**Bagian Dokumen:**
┌──

Skip to main content

Masuk WAG keluarga, isinya ceramah agama.
Masuk WAG alumni, isinya ceramah agama.
Masuk WAG komunitas profesi, isinya ceramah agama.
Semua akan jadi penceramah pada saatnya.

Paragraf di atas memang lucu tapi ia mengungkap fakta ironik

Sains diterima karena punya asas kompetensi. Negara dipatuhi karena punya asas legitimasi. Agama dalam fakta sosial tak berwibawa dan tak mempesona karena seolah tak punya dua asas itu. Ia laksana kotak saran. Siapa saja merasa berhak menafsirkan dan membicarakannya.

Ia bisa dianggap gagal membentuk masyarakat yang menerapkan ajarannya sebagai norma umum dan sistem sosial, karena setiap penganut memahami ajarannya dengan persepsi masing-masing dan interpretasi kelompok dan aliran sebagai referensimya. Jumlahnya sebanyak persepsi penganutnya.

└──

**Data Tersimpan:**

┌──

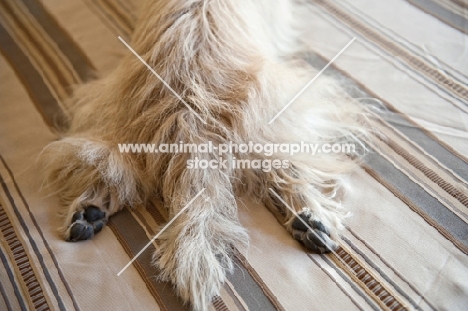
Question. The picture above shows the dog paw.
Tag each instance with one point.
(312, 233)
(85, 224)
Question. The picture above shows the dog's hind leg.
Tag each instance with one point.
(194, 252)
(93, 182)
(311, 214)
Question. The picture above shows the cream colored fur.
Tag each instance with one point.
(233, 62)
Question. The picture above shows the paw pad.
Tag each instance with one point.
(85, 224)
(312, 233)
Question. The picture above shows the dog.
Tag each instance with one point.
(235, 64)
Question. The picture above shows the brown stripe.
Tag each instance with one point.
(429, 173)
(256, 277)
(28, 276)
(154, 212)
(413, 61)
(108, 18)
(47, 275)
(416, 209)
(392, 109)
(450, 18)
(39, 47)
(461, 3)
(240, 305)
(71, 50)
(362, 276)
(119, 14)
(138, 266)
(389, 266)
(219, 304)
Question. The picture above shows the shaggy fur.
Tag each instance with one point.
(232, 61)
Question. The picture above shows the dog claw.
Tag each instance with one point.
(315, 236)
(85, 224)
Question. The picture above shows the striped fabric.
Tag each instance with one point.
(406, 246)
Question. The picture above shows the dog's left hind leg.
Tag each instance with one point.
(93, 181)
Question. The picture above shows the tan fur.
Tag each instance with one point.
(231, 61)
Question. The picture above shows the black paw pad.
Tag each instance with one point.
(93, 213)
(312, 233)
(85, 224)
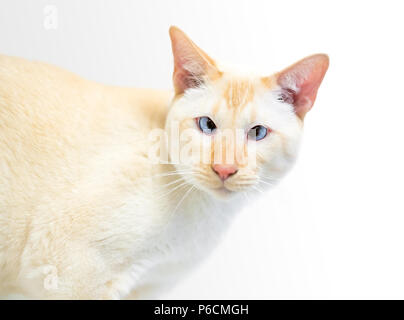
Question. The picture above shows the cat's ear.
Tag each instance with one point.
(192, 66)
(301, 81)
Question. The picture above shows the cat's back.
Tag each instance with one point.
(52, 119)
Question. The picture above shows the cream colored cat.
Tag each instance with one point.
(84, 211)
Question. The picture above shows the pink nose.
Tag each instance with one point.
(224, 171)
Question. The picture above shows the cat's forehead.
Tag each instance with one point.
(238, 94)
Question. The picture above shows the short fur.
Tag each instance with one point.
(85, 214)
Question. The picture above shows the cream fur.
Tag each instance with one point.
(84, 214)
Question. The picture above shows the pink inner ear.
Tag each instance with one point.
(304, 79)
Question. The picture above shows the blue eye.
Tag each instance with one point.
(257, 133)
(206, 125)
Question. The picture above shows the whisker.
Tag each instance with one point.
(182, 199)
(172, 190)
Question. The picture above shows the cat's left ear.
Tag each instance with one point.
(192, 66)
(301, 81)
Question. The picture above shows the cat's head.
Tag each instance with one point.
(230, 133)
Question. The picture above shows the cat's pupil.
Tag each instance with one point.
(206, 125)
(257, 133)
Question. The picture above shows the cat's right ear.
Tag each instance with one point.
(192, 66)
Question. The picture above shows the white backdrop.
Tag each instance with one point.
(334, 227)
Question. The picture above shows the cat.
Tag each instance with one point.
(87, 213)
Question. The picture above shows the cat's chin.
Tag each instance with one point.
(223, 193)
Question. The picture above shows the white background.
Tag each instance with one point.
(334, 227)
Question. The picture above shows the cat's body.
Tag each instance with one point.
(84, 213)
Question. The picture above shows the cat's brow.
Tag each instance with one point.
(238, 93)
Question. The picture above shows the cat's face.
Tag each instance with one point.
(229, 134)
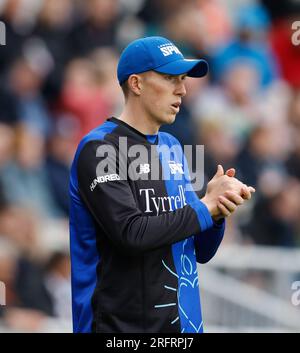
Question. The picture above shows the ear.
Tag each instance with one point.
(135, 84)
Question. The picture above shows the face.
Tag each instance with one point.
(161, 95)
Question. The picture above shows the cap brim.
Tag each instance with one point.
(193, 68)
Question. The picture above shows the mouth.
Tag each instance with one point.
(176, 107)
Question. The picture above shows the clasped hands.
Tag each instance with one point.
(225, 193)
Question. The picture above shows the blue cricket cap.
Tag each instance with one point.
(158, 54)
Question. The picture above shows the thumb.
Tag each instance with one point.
(230, 172)
(220, 171)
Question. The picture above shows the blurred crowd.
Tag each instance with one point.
(58, 81)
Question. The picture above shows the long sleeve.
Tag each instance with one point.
(114, 208)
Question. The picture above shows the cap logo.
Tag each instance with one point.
(169, 49)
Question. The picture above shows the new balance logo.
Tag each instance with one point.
(176, 167)
(169, 49)
(103, 179)
(144, 168)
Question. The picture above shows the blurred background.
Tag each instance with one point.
(58, 81)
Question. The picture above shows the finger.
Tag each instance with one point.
(227, 203)
(230, 172)
(220, 171)
(234, 197)
(223, 210)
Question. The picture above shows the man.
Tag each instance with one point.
(136, 240)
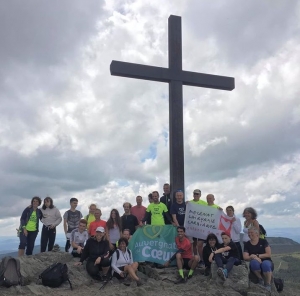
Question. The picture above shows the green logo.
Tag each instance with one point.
(152, 231)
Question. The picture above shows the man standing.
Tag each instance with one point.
(184, 256)
(90, 217)
(139, 211)
(129, 221)
(97, 223)
(78, 238)
(210, 198)
(178, 209)
(166, 199)
(157, 211)
(198, 243)
(71, 221)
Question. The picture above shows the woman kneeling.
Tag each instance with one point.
(122, 262)
(258, 252)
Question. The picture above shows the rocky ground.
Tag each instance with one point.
(156, 281)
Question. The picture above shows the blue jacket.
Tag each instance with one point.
(26, 215)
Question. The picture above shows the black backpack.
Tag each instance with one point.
(55, 275)
(10, 274)
(279, 283)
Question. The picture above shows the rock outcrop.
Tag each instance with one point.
(156, 281)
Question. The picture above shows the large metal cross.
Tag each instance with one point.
(176, 77)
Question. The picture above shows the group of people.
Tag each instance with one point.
(104, 244)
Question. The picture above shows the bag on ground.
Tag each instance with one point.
(55, 275)
(10, 274)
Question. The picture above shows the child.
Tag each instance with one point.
(227, 254)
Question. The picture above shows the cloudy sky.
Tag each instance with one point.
(69, 128)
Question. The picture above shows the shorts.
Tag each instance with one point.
(116, 275)
(186, 263)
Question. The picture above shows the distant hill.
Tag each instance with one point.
(283, 245)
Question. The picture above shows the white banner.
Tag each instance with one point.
(201, 220)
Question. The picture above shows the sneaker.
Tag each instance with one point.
(180, 281)
(221, 274)
(268, 287)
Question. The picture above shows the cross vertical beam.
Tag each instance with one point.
(176, 77)
(175, 106)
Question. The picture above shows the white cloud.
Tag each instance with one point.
(69, 128)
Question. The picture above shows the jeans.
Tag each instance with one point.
(47, 238)
(265, 266)
(220, 261)
(239, 247)
(28, 241)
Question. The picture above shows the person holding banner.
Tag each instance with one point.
(198, 243)
(227, 254)
(184, 256)
(157, 211)
(178, 209)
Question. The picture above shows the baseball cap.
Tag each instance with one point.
(100, 229)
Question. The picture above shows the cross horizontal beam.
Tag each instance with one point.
(160, 74)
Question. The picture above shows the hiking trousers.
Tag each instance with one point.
(47, 238)
(28, 241)
(220, 261)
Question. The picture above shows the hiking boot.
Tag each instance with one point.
(261, 282)
(268, 287)
(181, 280)
(207, 271)
(221, 274)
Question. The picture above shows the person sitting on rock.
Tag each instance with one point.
(122, 262)
(250, 216)
(212, 244)
(227, 254)
(97, 252)
(184, 256)
(97, 223)
(78, 238)
(258, 252)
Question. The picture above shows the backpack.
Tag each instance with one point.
(118, 253)
(262, 231)
(10, 274)
(55, 275)
(279, 283)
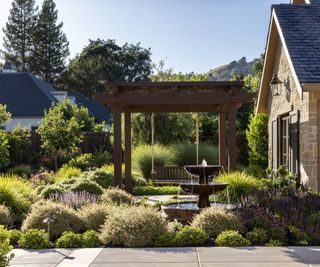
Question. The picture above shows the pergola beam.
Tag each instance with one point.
(183, 98)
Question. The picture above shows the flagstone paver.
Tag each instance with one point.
(170, 257)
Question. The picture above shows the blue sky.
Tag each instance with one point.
(192, 35)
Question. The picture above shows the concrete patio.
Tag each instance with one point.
(170, 257)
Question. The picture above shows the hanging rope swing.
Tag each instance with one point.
(153, 171)
(197, 138)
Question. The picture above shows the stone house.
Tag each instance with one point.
(290, 89)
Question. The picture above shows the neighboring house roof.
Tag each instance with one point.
(314, 2)
(96, 110)
(24, 94)
(297, 26)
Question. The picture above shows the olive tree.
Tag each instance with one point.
(62, 127)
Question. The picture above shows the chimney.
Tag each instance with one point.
(9, 66)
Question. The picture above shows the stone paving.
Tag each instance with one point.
(170, 257)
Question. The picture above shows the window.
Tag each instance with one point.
(285, 141)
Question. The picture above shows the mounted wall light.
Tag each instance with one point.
(275, 85)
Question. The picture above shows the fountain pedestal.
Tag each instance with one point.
(204, 188)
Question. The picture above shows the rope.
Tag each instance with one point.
(152, 144)
(197, 138)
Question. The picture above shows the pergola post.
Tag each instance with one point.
(127, 156)
(117, 147)
(222, 139)
(232, 137)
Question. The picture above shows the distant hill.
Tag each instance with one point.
(225, 72)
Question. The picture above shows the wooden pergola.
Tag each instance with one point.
(224, 98)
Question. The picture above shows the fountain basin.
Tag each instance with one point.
(203, 171)
(203, 190)
(185, 211)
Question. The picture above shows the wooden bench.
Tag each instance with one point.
(172, 175)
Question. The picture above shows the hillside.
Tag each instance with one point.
(225, 72)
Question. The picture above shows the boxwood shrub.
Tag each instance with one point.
(117, 196)
(214, 220)
(34, 239)
(231, 238)
(64, 218)
(132, 227)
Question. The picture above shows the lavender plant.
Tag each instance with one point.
(74, 200)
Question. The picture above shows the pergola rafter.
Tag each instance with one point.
(224, 98)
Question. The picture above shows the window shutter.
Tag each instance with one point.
(275, 145)
(294, 142)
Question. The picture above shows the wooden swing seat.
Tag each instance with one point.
(171, 175)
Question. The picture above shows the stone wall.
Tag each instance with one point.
(290, 100)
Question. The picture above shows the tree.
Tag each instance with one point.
(169, 127)
(19, 31)
(257, 135)
(19, 141)
(102, 61)
(4, 145)
(51, 47)
(61, 129)
(5, 116)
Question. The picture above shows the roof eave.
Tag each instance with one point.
(309, 87)
(274, 34)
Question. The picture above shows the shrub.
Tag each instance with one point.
(66, 172)
(142, 158)
(69, 240)
(156, 190)
(258, 236)
(117, 196)
(5, 247)
(94, 215)
(17, 194)
(185, 153)
(24, 171)
(315, 220)
(274, 243)
(240, 184)
(35, 239)
(83, 162)
(19, 145)
(85, 185)
(231, 238)
(132, 227)
(191, 236)
(4, 150)
(74, 200)
(64, 218)
(15, 236)
(90, 239)
(51, 190)
(214, 221)
(137, 179)
(257, 135)
(42, 177)
(5, 216)
(297, 237)
(101, 158)
(101, 177)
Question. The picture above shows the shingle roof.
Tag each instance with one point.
(300, 25)
(315, 2)
(96, 110)
(24, 94)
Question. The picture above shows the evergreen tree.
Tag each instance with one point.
(52, 46)
(19, 30)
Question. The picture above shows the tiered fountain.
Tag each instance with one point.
(184, 211)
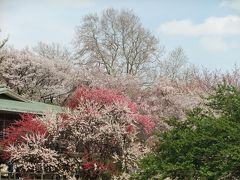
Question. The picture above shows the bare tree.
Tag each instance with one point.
(175, 66)
(116, 41)
(52, 51)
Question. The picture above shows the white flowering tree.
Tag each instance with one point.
(100, 135)
(34, 76)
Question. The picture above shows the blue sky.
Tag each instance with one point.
(208, 30)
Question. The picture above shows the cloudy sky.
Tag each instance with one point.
(208, 30)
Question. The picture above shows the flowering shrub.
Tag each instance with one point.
(98, 136)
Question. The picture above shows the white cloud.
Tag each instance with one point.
(211, 26)
(232, 4)
(214, 44)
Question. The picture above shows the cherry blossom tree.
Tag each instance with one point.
(34, 76)
(99, 135)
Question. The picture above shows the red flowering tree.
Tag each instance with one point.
(99, 135)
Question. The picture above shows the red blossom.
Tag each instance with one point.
(147, 124)
(100, 96)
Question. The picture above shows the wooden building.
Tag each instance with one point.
(12, 105)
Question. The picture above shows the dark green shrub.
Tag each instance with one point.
(204, 146)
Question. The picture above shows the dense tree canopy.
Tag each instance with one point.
(205, 145)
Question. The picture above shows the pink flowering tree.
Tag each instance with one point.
(99, 135)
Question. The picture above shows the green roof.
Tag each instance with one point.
(18, 104)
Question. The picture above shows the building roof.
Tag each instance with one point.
(12, 102)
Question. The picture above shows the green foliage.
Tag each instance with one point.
(204, 146)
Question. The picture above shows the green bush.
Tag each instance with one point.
(204, 146)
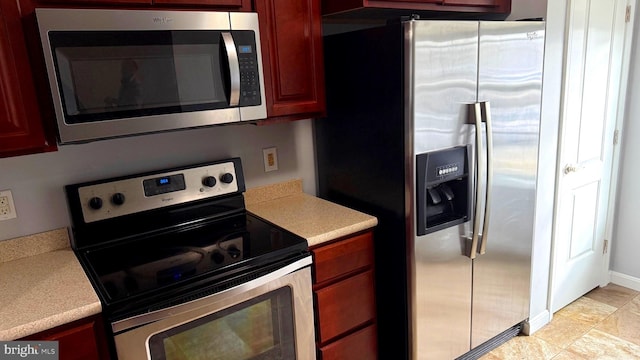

└──

**Kumpulan Tugas:**
• A. Menurut bagian dokumen, mengapa sains diterima?
• B. Salin ulang bagian dokumen persis sama, dimulai dengan "Masuk WAG komunitas" dan berlanjut sampai "menafsirkan dan membicarakannya.".

**Jawaban:**
• A. Karena sains punya asas kompetensi.

• B.
Masuk WAG komunitas profesi, isinya ceramah agama.
Semua akan jadi penceramah pada saatnya.

Paragraf di atas memang lucu tapi ia mengungkap fakta ironik

Sains diterima karena punya asas kompetensi. Negara dipatuhi karena punya asas legitimasi. Agama dalam fakta sosial tak berwibawa dan tak mempesona karena seolah tak punya dua asas itu. Ia laksana kotak saran. Siapa saja merasa berhak menafsirkan dan membicarakannya.